__REQUIREMENT__
An exact copy of the listing is what the response must contain.

====================

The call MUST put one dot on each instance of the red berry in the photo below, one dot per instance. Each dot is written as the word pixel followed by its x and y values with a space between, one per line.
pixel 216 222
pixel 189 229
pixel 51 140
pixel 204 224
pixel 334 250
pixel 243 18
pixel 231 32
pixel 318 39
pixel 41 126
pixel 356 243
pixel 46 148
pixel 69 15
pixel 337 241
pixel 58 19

====================

__OUTPUT FOR THIS EXERCISE__
The call MUST put one dot on each instance of the red berry in the photo below, one dot per instance. Each dot is written as the word pixel followed by its x and y values with a space between, one per line.
pixel 216 222
pixel 189 229
pixel 51 140
pixel 204 224
pixel 334 250
pixel 243 18
pixel 231 32
pixel 318 39
pixel 41 126
pixel 356 243
pixel 46 148
pixel 69 15
pixel 337 241
pixel 58 19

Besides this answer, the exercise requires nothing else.